EXTRAIT PRÉSENTÉ —
┄┄┄┄┄┄┄┄┄┄┄┄┄┄┄┄┄┄┄┄
Merci pour votre échange, il est constructif et légitime.

Permettez-moi de vous dire que lorsque l’on est passionné et animé par le challenge et les enjeux capitaux que représentent le transport aérien en sa direction de l’exploitation, il est parfaitement légitime de s’offusquer sur l’ingérence complète de la compagnie Air France qui a été orientée par ses prédécesseurs dirigeants.

Pour vous exposer un exemple simple et il y en a malheureusement bien d’autres et pas des moindres, la création de la filiale «low cost » JOON qui est arrivée sur le tarmac.
Cette compagnie n’est déjà pas du tout une compagnie «low cost », elle embauche aujourd’hui de très nombreux cadres ex Air France qui sont partis lors du dernier plan social d’Air France (PDV) et qui aujourd’hui, retrouvent un nouveau poste d’encadrement chez JOON. Nous ne parlerons pas des salaires PNT Personnel Navigant Techniques qui ne sont eux, non plus pas vraiment «low cost ».
┄┄┄┄┄┄┄┄┄┄┄┄┄┄┄┄┄┄┄┄
DONNÉES FOURNIES —

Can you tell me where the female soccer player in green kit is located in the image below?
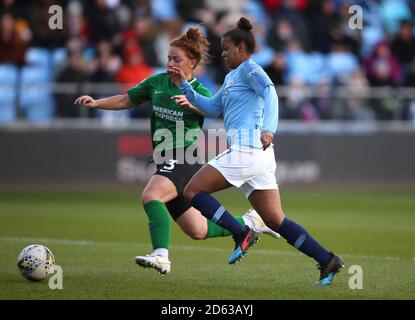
┄┄┄┄┄┄┄┄┄┄┄┄┄┄┄┄┄┄┄┄
OBJECTIFS —
1/ Quelle filiale l'extrait présenté prend-il comme exemple ?
2/ Relevez tous les noms de compagnies et tous les sigles de l'extrait présenté.
3/ Écrivez la suite de l'extrait sur Air France et JOON, en partant de sa dernière phrase.

EN RÉPONSE —
1/ La filiale « low cost » JOON.

2/
- Air France
- JOON
- PDV
- PNT

3/
Cette filiale «low cost » n’arrive-t’elle pas avec 10 ans de retard ?
Cette filiale «low cost » n’est t’elle pas un monticule de doublons de charges et taxes de toutes sortes : charges sociales et patronales, taxes et charges aéroportuaires, postes, salaires, impôts, etc... alors que vous avez en face une compagnie qui s’appelle TRANSAVIA et qui n’attend que de se développer et qui n’exploite qu’une quarantaine de machines ?

TRANSAVIA France a été créé en 1986. Face à la concurrence grandisssante des «low cost » que vous connaissez bien, n’y aurait-il pas eu besoin de développer TRANSAVIA MC moyen courrier avec une flotte 3 à 4 fois plus conséquente pour enrayer immédiatement la concurrence CDG et ORY ?
La «low cost » LC long courrier n’aurait-elle pas eu sa place ici plutôt que d’aller créer des charges, taxes et finances faramineuses pour une compagnie JOON qui après 6 mois d’activitété fête son millionième PAX passager !!

JOON n’est malheureusement pas la seule caricature, avec ses lignes dénuées de tous sens comme son existence. L’actualite LC long courrier «low cost » n’est-elle pas ailleurs avec les «level » «french bee » et autres ?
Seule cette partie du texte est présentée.